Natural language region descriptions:
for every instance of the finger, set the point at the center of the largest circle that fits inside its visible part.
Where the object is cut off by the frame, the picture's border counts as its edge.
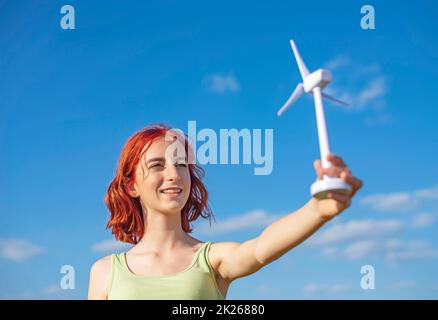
(343, 199)
(318, 168)
(334, 171)
(355, 183)
(336, 160)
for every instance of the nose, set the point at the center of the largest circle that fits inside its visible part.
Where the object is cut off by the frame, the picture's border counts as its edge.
(171, 172)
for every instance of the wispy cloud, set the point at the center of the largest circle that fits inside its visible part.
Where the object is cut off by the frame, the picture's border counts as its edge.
(389, 250)
(400, 201)
(402, 284)
(423, 220)
(362, 86)
(246, 221)
(357, 229)
(109, 246)
(19, 250)
(326, 289)
(220, 83)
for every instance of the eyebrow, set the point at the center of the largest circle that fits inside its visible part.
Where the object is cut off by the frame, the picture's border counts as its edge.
(163, 159)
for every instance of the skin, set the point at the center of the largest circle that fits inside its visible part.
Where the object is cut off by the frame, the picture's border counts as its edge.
(166, 249)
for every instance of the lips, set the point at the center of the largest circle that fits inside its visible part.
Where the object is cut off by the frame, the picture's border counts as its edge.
(171, 190)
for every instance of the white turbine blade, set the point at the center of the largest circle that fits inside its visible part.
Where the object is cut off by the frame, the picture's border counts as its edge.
(325, 95)
(303, 69)
(294, 97)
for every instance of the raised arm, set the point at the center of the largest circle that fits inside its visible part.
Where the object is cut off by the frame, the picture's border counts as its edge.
(100, 277)
(242, 259)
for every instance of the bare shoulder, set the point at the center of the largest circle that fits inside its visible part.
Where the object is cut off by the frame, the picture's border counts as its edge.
(100, 278)
(219, 251)
(102, 265)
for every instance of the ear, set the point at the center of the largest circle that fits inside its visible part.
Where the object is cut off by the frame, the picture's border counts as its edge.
(132, 190)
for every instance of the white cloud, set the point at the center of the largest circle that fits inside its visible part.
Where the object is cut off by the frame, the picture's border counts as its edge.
(219, 83)
(400, 201)
(110, 245)
(246, 221)
(362, 86)
(356, 229)
(326, 289)
(403, 284)
(390, 250)
(423, 220)
(379, 119)
(396, 201)
(54, 289)
(360, 249)
(374, 89)
(19, 250)
(337, 62)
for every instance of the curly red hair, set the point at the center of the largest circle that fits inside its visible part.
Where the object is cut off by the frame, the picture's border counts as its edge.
(127, 219)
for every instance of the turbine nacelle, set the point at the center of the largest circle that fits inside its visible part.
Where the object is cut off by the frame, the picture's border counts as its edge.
(319, 78)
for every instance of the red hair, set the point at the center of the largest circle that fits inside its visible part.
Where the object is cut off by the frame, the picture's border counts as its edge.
(127, 219)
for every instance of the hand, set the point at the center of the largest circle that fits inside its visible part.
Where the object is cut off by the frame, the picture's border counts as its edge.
(336, 202)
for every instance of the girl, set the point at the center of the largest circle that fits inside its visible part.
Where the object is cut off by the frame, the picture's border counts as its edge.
(154, 198)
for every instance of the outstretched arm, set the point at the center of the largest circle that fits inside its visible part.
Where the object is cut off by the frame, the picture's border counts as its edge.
(242, 259)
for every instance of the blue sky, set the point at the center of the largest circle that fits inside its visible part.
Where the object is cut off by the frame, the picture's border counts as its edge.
(69, 99)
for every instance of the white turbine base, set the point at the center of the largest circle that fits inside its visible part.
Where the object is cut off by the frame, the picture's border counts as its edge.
(321, 188)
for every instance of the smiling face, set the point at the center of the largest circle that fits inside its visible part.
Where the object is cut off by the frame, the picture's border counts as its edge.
(162, 180)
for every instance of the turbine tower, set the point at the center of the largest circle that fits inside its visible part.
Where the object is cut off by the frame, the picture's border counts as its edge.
(313, 83)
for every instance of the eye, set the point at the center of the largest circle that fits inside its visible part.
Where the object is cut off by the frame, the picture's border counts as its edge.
(181, 164)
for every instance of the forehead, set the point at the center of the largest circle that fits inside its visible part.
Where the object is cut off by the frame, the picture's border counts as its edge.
(170, 148)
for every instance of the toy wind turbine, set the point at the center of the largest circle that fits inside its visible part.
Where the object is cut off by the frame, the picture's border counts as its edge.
(313, 83)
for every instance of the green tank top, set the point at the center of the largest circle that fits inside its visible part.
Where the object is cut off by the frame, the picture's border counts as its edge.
(196, 282)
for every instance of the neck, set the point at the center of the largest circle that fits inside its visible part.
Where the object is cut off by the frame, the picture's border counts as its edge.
(162, 232)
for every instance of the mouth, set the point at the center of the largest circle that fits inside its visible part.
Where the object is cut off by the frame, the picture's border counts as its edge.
(172, 192)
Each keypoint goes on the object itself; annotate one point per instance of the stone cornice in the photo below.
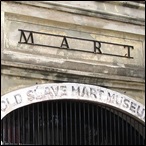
(118, 11)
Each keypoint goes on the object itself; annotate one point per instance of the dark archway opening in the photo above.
(69, 122)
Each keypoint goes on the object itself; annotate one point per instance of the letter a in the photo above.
(64, 43)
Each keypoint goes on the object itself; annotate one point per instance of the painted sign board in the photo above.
(73, 91)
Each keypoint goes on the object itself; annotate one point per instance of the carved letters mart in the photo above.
(97, 45)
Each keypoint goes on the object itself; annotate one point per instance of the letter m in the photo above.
(26, 39)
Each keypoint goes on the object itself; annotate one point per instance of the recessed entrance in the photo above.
(70, 122)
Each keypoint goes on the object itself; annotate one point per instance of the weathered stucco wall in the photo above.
(25, 65)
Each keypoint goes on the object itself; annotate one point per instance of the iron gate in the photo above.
(68, 122)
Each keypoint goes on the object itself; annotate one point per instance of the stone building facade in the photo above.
(99, 43)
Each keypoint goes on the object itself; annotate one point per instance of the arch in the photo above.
(57, 91)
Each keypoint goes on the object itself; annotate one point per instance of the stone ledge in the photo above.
(112, 13)
(71, 72)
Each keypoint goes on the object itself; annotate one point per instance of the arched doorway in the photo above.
(71, 114)
(71, 122)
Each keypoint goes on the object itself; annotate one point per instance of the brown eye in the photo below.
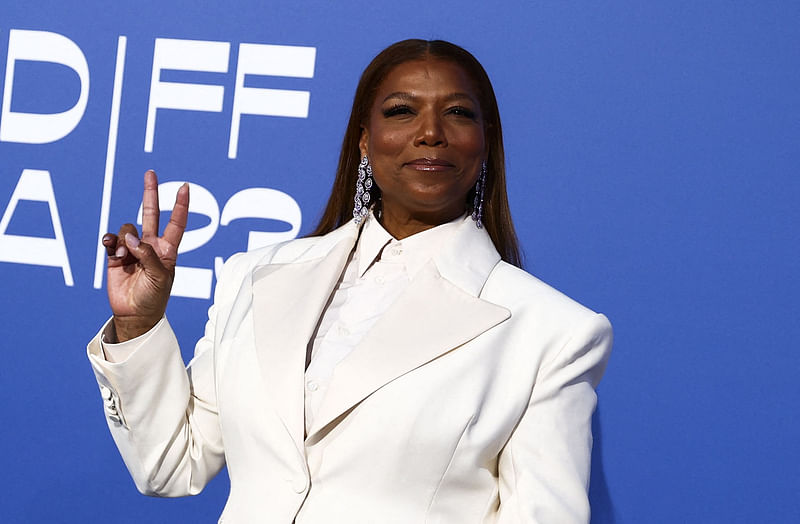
(396, 110)
(462, 111)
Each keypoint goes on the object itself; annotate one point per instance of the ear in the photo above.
(362, 142)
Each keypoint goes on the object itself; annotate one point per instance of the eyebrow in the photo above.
(404, 95)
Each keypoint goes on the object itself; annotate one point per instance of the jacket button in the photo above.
(105, 393)
(299, 484)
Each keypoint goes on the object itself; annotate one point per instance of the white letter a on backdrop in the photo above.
(35, 185)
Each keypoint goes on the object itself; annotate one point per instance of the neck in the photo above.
(403, 225)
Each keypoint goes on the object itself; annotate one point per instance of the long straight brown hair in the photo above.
(496, 212)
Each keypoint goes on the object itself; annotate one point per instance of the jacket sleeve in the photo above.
(544, 467)
(163, 417)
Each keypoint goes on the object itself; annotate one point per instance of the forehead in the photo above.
(428, 77)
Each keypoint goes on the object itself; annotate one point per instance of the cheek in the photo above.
(387, 142)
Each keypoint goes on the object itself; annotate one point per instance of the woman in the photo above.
(397, 366)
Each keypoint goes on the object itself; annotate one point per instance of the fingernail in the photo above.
(131, 240)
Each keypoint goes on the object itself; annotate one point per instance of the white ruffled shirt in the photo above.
(379, 270)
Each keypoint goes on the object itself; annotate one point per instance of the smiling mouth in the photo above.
(429, 164)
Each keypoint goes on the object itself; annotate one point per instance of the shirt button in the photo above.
(299, 484)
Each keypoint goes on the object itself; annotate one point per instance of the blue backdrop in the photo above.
(653, 174)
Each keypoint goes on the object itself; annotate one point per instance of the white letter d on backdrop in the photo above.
(35, 128)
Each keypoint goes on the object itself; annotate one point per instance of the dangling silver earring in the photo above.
(363, 186)
(477, 204)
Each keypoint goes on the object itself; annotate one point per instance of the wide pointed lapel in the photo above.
(288, 300)
(434, 316)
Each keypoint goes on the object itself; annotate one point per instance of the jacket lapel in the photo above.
(439, 312)
(288, 300)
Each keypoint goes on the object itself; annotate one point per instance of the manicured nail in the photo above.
(131, 240)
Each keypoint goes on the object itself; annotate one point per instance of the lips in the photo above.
(429, 164)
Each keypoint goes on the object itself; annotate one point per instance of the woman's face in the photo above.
(425, 141)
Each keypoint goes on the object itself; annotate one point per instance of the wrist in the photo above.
(127, 328)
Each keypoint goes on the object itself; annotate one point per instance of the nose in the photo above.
(431, 131)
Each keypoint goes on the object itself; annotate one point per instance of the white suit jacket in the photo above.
(470, 400)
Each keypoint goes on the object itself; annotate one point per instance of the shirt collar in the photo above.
(417, 249)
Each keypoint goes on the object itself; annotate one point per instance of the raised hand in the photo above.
(141, 270)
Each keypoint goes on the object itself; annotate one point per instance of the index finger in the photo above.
(150, 208)
(177, 219)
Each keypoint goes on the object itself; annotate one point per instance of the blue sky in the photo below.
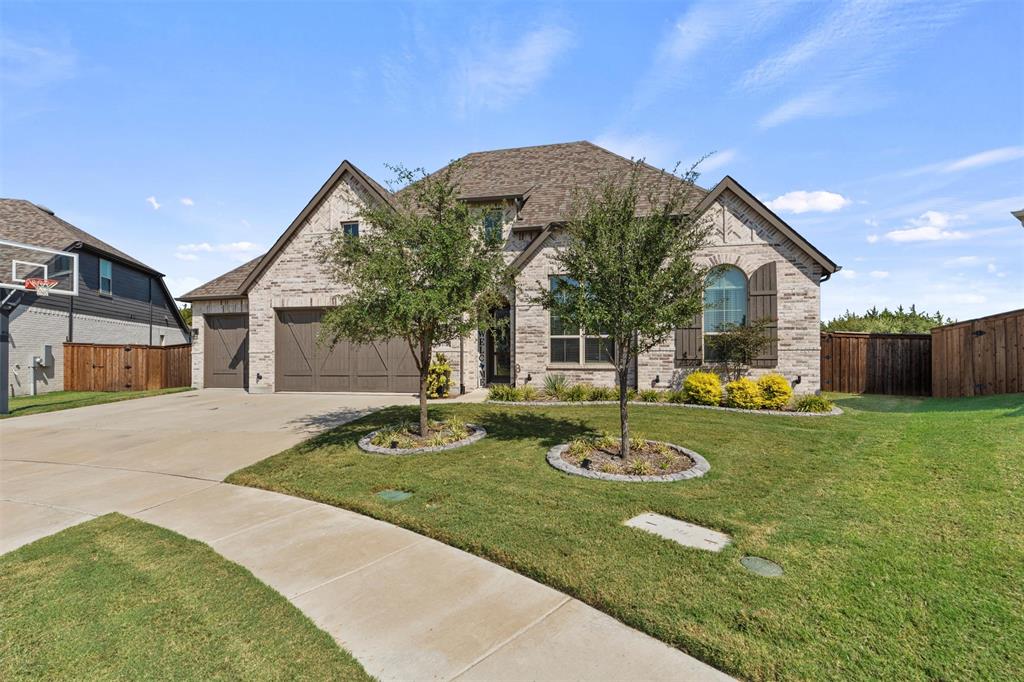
(890, 134)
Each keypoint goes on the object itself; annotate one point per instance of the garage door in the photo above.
(302, 365)
(225, 351)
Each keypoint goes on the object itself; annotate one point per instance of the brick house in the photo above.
(256, 326)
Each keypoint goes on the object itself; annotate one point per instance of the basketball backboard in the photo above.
(22, 264)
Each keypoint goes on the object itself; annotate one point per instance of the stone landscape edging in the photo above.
(699, 468)
(835, 412)
(478, 432)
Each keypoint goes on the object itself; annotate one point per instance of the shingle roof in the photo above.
(547, 174)
(23, 221)
(226, 286)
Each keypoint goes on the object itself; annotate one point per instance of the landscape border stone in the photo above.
(365, 444)
(699, 468)
(836, 411)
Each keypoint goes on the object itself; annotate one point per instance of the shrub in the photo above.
(603, 393)
(775, 391)
(503, 392)
(578, 392)
(702, 388)
(528, 393)
(742, 393)
(439, 377)
(813, 403)
(676, 396)
(555, 385)
(650, 395)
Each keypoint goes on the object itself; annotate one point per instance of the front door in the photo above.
(499, 349)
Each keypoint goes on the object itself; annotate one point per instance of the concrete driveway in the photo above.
(408, 607)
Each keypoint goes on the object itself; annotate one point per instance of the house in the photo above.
(257, 325)
(120, 300)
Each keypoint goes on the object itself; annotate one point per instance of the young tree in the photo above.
(424, 269)
(630, 260)
(737, 345)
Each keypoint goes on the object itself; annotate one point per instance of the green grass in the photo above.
(34, 405)
(116, 598)
(900, 526)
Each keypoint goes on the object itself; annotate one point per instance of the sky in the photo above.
(890, 134)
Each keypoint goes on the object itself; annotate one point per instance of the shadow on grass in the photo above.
(913, 405)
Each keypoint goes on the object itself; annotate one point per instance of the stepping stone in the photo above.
(689, 535)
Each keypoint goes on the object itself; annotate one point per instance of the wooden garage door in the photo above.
(225, 351)
(302, 365)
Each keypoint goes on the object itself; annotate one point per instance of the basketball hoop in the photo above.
(40, 286)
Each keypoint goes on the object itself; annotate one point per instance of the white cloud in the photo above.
(931, 226)
(718, 160)
(808, 202)
(494, 77)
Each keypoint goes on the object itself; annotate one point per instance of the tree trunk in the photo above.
(424, 372)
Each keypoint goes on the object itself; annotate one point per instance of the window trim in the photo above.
(109, 278)
(706, 347)
(581, 336)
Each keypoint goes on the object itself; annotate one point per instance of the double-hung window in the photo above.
(725, 306)
(105, 278)
(569, 344)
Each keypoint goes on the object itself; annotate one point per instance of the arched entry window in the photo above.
(725, 304)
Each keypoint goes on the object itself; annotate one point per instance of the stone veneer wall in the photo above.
(740, 238)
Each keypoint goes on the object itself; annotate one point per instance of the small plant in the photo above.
(813, 403)
(503, 392)
(439, 377)
(775, 391)
(639, 468)
(578, 392)
(702, 388)
(742, 393)
(676, 396)
(603, 393)
(528, 393)
(555, 385)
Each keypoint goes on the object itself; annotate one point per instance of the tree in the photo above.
(737, 345)
(424, 269)
(899, 321)
(631, 259)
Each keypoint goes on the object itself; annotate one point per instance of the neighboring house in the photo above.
(257, 325)
(120, 301)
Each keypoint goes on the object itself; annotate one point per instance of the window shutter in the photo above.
(762, 303)
(689, 342)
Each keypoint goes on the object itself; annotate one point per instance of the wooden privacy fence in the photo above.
(92, 367)
(979, 356)
(889, 364)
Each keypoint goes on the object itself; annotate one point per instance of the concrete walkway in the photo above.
(407, 606)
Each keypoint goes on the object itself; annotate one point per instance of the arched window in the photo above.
(725, 304)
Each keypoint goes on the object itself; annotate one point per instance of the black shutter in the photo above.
(689, 342)
(762, 303)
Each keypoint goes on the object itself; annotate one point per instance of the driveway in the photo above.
(406, 606)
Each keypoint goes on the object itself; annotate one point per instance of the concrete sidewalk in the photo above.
(408, 607)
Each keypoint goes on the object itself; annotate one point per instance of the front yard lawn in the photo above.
(900, 526)
(116, 598)
(33, 405)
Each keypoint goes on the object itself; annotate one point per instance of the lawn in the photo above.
(34, 405)
(116, 598)
(900, 525)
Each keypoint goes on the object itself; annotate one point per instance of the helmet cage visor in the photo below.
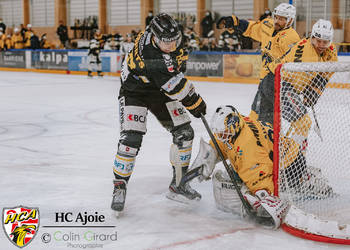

- **YOUR GOAL**: Reproduce the records word for word, please, from their first line up to and including the line that contains "for every instance of the wispy", but no pictures.

- **SOLUTION TO THIS PROBLEM**:
for every instance of the finger, set the point at the center of the largest circle that fits inside its visible part.
Where the object is cut off by the frame, the picture's border counts as its edge.
(343, 199)
(318, 168)
(334, 171)
(355, 183)
(336, 160)
for every instance of the nose, set the point at the center of the largest circle that fits inside its visible part.
Where the object is cut off by the frame, the picture's border counts as its edge.
(171, 172)
for every instance of the wispy cloud, set the point at the center of the largest circle that fits inside its visible part.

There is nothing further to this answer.